• [Required work]:
Your output must match the records exactly, line for line.

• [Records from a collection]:

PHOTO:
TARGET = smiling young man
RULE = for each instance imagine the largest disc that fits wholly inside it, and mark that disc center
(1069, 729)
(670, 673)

• [Solution to the problem]:
PHOTO:
TARGET = smiling young man
RULE = for each instance imagine the largest disc that fits wholly inside it, and mark that disc center
(1069, 729)
(670, 673)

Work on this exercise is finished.